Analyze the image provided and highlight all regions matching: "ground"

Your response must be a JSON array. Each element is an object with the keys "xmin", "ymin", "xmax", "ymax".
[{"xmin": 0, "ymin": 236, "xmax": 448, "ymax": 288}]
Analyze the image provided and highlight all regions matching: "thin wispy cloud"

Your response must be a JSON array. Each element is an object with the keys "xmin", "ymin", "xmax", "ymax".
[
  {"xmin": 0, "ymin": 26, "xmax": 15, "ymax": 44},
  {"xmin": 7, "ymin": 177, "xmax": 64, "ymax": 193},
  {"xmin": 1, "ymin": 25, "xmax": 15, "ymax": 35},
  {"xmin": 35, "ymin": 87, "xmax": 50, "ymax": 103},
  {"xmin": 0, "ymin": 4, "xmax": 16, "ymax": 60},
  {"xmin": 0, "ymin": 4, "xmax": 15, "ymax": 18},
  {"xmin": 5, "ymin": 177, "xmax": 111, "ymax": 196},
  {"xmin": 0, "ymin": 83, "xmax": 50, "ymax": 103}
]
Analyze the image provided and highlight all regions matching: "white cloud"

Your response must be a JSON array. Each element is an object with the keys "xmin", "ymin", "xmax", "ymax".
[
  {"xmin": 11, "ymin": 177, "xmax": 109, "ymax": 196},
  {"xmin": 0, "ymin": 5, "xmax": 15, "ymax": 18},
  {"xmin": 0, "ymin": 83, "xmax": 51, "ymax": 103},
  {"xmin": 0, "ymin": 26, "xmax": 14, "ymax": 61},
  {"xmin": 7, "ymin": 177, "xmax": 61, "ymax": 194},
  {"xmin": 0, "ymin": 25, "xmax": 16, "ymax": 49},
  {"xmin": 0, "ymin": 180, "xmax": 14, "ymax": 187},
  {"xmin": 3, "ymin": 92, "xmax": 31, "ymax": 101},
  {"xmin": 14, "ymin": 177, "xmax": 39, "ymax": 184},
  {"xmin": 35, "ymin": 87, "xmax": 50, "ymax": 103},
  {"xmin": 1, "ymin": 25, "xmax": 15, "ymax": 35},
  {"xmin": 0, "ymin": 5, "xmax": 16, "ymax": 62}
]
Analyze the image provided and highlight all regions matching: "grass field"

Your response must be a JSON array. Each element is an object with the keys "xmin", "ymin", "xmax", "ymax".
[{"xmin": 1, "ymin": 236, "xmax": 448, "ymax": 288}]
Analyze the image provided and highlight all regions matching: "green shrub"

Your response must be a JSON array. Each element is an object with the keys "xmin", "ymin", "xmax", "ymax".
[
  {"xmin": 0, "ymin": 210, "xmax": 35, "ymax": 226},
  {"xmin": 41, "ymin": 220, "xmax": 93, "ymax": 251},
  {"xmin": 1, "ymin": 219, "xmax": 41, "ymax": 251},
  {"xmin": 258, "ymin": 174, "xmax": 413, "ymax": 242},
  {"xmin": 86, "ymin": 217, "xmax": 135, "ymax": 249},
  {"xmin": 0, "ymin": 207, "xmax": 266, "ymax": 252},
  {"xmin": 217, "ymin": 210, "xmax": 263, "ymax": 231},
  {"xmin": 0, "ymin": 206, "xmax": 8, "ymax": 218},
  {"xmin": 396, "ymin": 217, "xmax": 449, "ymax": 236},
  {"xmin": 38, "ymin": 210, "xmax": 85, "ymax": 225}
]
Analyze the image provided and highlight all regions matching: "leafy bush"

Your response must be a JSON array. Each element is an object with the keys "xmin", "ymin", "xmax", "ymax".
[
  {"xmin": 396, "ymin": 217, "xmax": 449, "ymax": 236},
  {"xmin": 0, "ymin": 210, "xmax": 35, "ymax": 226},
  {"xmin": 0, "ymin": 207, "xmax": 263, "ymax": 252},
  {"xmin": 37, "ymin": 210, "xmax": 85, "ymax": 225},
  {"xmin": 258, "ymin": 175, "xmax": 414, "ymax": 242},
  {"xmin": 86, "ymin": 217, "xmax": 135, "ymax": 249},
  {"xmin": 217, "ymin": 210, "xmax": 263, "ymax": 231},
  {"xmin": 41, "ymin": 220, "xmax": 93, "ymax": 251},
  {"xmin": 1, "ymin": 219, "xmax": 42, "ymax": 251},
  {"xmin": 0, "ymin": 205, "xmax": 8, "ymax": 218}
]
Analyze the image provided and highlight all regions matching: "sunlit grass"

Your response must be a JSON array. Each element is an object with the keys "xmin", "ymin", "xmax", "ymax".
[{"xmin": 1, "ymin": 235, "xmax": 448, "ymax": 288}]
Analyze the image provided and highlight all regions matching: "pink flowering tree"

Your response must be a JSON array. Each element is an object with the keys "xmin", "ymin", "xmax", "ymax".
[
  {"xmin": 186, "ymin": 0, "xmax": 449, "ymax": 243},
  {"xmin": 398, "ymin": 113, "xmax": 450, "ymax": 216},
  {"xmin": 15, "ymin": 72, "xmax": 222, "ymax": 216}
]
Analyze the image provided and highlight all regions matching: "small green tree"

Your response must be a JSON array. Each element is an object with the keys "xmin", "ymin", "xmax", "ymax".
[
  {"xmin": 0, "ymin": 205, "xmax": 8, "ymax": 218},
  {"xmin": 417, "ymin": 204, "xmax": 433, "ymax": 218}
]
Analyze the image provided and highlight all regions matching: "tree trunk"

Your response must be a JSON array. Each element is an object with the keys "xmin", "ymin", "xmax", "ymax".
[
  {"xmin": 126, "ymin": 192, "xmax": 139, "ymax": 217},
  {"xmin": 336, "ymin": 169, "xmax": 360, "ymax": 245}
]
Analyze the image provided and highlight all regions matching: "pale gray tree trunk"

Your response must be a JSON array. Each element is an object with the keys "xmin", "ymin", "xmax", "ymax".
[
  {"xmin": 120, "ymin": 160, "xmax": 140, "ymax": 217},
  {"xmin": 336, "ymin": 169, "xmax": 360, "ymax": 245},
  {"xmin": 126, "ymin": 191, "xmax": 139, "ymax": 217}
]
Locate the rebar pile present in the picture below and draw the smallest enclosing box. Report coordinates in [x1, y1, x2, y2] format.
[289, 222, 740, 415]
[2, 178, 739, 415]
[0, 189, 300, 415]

#####

(Work instructions)
Copy task for the entries above: every line with the string "trunk".

(Finished exercise)
Analyze the image provided and highlight all regions matching: "tree trunk"
Analyze the image provided and highlight all regions matching: "pale gray tree trunk"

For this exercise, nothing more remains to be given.